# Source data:
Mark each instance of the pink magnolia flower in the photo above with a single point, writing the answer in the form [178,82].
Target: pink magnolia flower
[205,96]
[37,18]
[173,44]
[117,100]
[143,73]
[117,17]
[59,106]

# Do this:
Render every line of the records above as a Markdown table with the columns "Row" and "Line". Number the rows in order and omit any blank lines.

# Answer:
| Row | Line |
|---|---|
| 1 | Mark each instance of the pink magnolia flower in the photo above with a single point, writing the answer in the form [178,82]. |
| 2 | Target: pink magnolia flower |
| 3 | [205,96] |
| 4 | [37,18] |
| 5 | [173,44] |
| 6 | [117,100] |
| 7 | [143,73] |
| 8 | [117,17] |
| 9 | [59,106] |